<<<<

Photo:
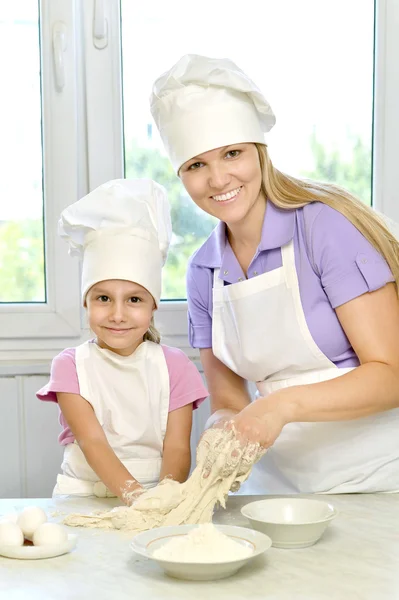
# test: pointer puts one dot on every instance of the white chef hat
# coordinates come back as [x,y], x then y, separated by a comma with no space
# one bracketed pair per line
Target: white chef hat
[121,230]
[205,103]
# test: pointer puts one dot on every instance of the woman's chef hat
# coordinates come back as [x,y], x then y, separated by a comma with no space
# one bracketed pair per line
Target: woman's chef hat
[121,230]
[205,103]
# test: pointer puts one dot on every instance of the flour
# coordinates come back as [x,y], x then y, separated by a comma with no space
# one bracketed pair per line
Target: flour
[202,544]
[222,464]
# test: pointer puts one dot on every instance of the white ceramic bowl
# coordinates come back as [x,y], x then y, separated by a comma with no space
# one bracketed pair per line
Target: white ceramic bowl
[147,542]
[290,522]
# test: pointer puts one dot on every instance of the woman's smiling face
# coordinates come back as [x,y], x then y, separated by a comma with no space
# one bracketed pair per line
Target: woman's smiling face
[225,182]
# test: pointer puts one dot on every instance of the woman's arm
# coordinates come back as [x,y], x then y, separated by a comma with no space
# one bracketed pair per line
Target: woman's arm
[371,323]
[91,438]
[176,459]
[228,391]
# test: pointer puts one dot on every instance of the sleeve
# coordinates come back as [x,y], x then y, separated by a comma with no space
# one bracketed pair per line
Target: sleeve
[186,386]
[199,301]
[347,264]
[63,377]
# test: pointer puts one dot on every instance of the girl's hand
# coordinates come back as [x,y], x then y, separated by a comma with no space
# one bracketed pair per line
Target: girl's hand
[131,492]
[261,421]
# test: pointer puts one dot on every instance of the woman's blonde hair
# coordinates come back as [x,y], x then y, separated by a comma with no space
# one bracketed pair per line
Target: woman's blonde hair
[288,192]
[152,335]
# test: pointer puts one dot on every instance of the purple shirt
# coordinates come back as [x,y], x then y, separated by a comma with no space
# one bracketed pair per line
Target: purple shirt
[334,262]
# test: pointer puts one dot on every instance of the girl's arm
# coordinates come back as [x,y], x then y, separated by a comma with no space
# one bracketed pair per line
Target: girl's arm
[176,460]
[228,391]
[91,438]
[371,323]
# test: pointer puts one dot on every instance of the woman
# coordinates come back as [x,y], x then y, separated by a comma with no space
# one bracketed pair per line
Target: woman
[296,290]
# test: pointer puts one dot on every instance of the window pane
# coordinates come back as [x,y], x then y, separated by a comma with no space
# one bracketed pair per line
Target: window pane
[314,62]
[22,276]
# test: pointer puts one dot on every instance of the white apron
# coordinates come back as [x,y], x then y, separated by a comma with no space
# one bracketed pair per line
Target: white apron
[260,332]
[130,397]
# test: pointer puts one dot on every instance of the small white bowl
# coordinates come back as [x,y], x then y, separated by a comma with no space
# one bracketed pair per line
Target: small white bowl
[290,522]
[147,542]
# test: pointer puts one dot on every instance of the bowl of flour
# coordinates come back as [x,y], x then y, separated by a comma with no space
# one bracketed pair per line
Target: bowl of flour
[201,552]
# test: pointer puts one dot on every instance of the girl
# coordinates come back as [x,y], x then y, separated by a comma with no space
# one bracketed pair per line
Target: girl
[126,401]
[296,290]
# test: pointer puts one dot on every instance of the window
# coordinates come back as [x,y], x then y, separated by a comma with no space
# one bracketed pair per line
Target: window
[39,287]
[303,57]
[74,113]
[21,211]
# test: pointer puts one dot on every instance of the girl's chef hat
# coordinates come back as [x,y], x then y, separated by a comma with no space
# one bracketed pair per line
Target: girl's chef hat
[205,103]
[121,230]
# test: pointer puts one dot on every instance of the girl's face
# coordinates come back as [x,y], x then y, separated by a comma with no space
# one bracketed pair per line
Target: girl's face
[119,314]
[225,182]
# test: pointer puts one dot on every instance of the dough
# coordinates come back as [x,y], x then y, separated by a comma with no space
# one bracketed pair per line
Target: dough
[222,464]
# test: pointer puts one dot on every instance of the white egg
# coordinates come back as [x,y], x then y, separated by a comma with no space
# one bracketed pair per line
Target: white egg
[10,534]
[30,519]
[49,534]
[10,518]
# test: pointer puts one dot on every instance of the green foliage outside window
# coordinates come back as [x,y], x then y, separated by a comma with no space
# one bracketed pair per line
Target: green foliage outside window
[21,242]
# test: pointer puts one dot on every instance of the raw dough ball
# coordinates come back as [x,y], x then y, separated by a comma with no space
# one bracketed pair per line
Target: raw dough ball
[30,519]
[49,534]
[10,534]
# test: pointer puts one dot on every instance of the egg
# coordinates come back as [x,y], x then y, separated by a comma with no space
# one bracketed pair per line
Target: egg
[30,519]
[10,517]
[49,534]
[10,534]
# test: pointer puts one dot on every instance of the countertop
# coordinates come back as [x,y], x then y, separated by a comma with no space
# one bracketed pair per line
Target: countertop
[356,559]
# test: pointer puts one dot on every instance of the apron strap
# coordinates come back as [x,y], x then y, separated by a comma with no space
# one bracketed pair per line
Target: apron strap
[217,282]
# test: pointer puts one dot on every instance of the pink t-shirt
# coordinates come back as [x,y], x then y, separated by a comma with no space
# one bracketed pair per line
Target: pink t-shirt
[186,386]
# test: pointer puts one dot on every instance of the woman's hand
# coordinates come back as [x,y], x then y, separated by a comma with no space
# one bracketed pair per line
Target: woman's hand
[261,421]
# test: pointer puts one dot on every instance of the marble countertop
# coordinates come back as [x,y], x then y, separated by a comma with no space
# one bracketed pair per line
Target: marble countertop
[357,559]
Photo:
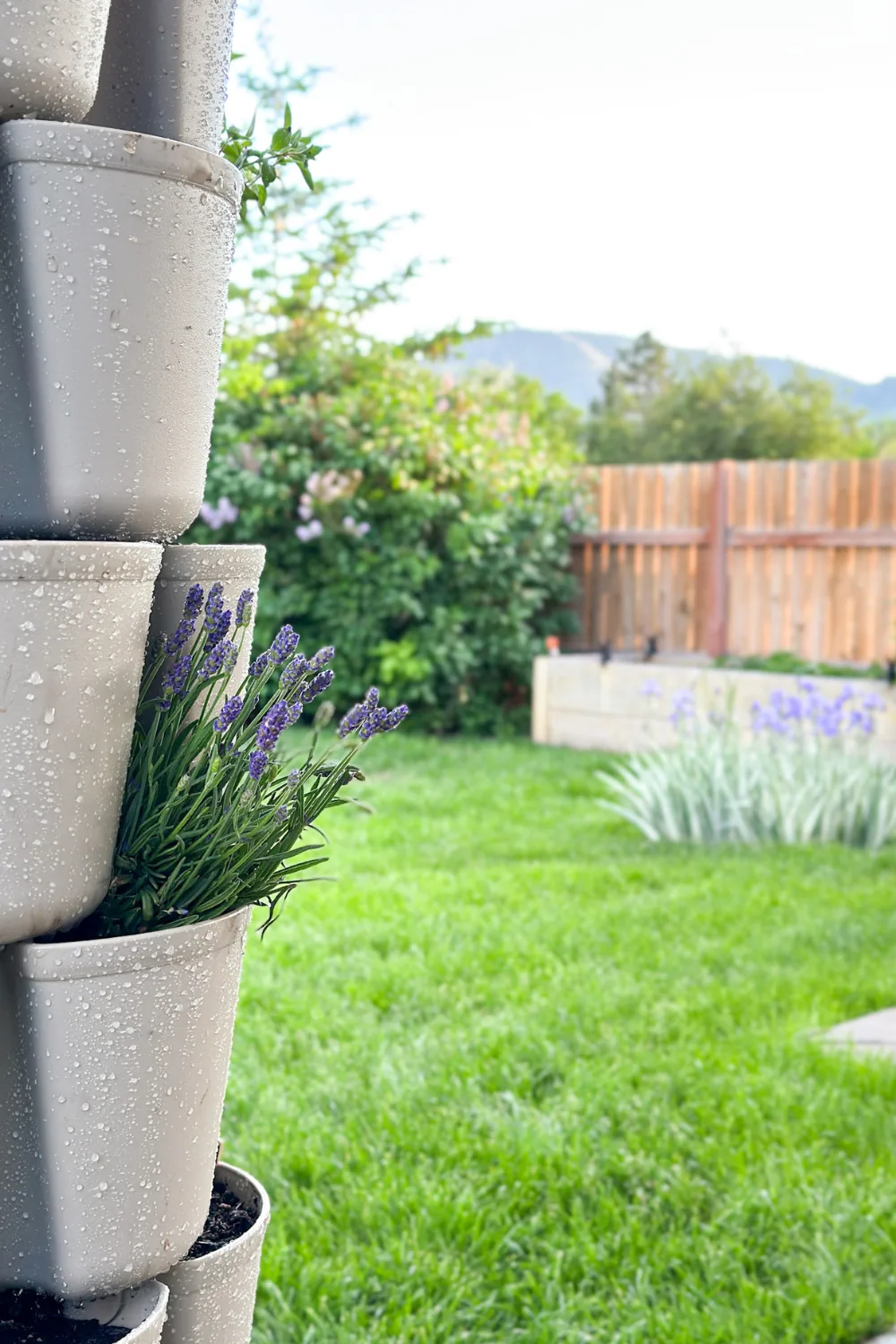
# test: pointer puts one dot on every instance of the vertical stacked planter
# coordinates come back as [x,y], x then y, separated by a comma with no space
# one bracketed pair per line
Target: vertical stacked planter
[116,241]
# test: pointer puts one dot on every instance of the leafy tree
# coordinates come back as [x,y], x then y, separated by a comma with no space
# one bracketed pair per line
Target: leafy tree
[654,410]
[419,523]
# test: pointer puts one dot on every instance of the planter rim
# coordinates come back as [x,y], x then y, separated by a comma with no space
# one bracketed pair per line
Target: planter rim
[190,1269]
[185,564]
[38,562]
[123,151]
[125,956]
[155,1295]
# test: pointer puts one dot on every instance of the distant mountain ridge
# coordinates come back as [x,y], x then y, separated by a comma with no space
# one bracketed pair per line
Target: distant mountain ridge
[573,363]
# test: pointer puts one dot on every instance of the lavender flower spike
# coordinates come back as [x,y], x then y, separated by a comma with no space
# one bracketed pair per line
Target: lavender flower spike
[185,631]
[257,762]
[193,607]
[317,685]
[220,659]
[214,605]
[370,717]
[244,607]
[271,726]
[174,682]
[194,604]
[359,712]
[220,631]
[284,645]
[293,672]
[230,712]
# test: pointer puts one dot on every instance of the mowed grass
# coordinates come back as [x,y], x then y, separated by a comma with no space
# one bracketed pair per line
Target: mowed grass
[519,1075]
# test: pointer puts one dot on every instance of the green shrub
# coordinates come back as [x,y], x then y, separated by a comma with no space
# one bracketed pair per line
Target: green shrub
[801,776]
[421,524]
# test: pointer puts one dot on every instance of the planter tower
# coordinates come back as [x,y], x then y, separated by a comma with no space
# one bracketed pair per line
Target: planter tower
[117,222]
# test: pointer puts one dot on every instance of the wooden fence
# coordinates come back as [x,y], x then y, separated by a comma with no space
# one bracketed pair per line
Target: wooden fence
[742,558]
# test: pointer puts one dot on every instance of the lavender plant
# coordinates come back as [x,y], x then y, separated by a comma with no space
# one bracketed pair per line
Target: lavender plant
[212,820]
[798,774]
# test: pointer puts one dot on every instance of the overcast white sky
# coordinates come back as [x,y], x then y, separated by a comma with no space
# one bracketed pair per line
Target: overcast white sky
[718,171]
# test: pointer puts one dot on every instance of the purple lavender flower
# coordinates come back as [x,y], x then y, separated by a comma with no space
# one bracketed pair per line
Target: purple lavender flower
[220,659]
[244,607]
[185,631]
[220,628]
[359,712]
[284,645]
[214,605]
[370,717]
[257,762]
[230,712]
[271,726]
[293,672]
[316,685]
[194,604]
[193,607]
[174,682]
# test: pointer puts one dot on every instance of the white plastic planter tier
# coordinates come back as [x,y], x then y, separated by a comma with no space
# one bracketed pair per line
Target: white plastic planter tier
[115,1062]
[236,566]
[142,1311]
[115,261]
[51,54]
[164,70]
[73,629]
[212,1297]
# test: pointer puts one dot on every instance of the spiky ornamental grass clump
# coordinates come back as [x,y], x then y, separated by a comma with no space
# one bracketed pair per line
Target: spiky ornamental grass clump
[799,776]
[211,820]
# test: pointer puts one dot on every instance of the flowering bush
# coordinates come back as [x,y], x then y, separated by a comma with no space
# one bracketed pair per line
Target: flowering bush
[211,820]
[798,774]
[418,521]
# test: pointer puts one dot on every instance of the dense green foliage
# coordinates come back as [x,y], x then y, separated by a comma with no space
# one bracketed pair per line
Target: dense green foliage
[419,524]
[211,822]
[527,1078]
[656,410]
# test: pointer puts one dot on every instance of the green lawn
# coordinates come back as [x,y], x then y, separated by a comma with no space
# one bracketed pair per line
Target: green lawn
[519,1075]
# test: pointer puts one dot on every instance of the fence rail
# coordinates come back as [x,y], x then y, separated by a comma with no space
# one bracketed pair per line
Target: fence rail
[742,558]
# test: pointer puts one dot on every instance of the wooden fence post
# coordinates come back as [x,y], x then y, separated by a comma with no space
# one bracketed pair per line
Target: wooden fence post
[718,589]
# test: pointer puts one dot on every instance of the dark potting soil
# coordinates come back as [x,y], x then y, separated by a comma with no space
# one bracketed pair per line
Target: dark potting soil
[228,1219]
[35,1319]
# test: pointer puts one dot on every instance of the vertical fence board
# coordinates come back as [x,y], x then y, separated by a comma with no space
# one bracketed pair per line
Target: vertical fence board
[820,599]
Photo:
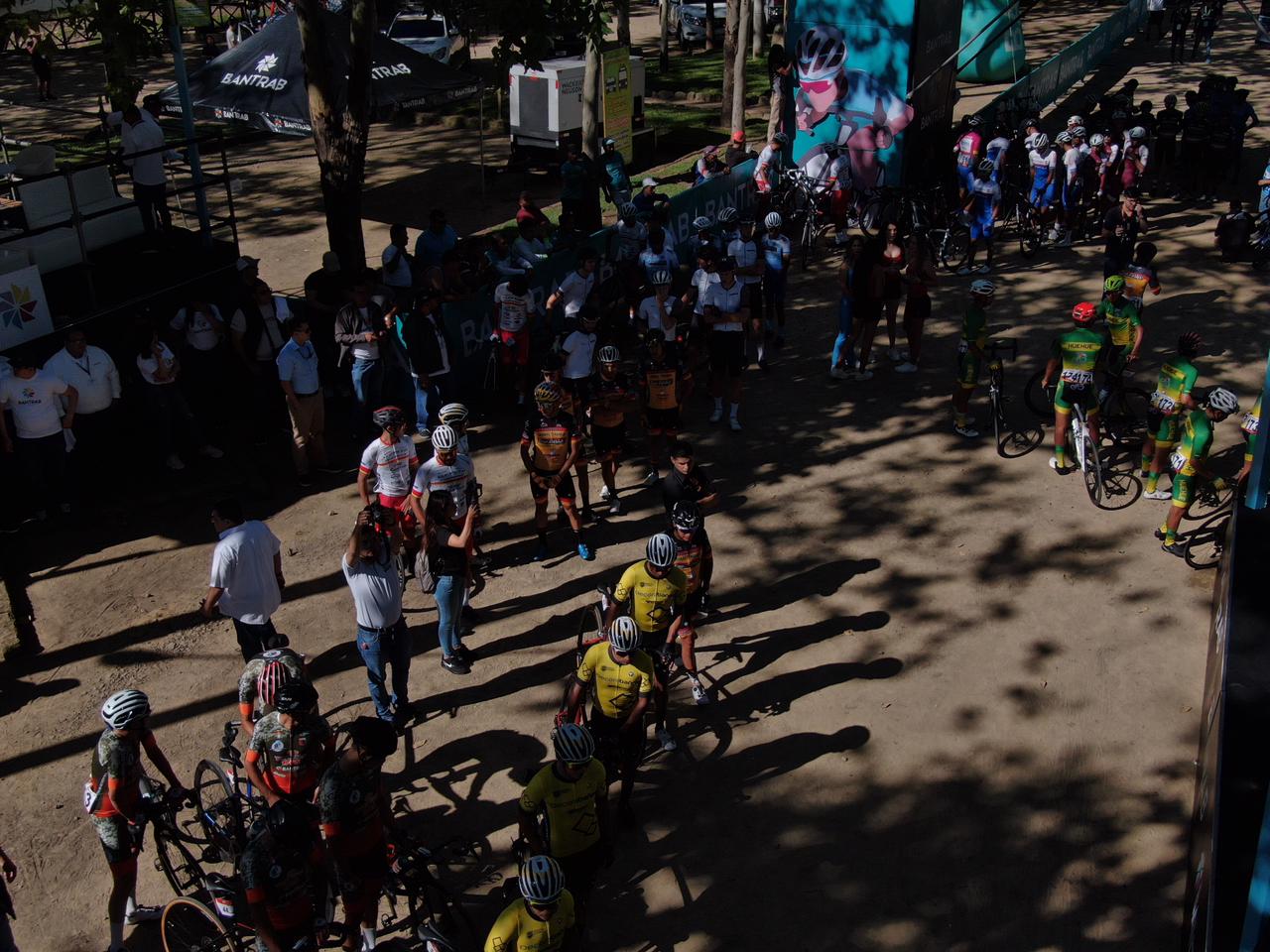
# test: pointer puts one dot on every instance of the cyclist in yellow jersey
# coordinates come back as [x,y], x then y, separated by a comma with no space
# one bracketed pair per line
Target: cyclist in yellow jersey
[622,679]
[656,592]
[572,796]
[543,919]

>>>>

Exercise goal: Extract, word for word, every line from the one containing "the dark potting soil" to the end of the data above, both ends included, and leave out the pictures.

Exercise solution:
# test: pointer puts one dot on every instance of the dark potting soil
# coordinates come back as [x,y], x then y, separated by a comma with no space
# one bracketed pair per line
Target: dark potting soil
[228,1219]
[35,1319]
# test: pointer puts one dot on every instance of the vertical fence board
# coordinates come back as [x,y], x then y, separated by a comma with no space
# one bracketed pair per line
Target: vertical fence board
[820,599]
Photo:
# test: pointer puts one dot on every instance of the cyclist in yellow jersey
# coordinates come back as [x,y], x then y, separated by a comma with no space
# one bracketed pair per line
Target: cyclist in yellow jersey
[622,679]
[656,592]
[572,796]
[543,919]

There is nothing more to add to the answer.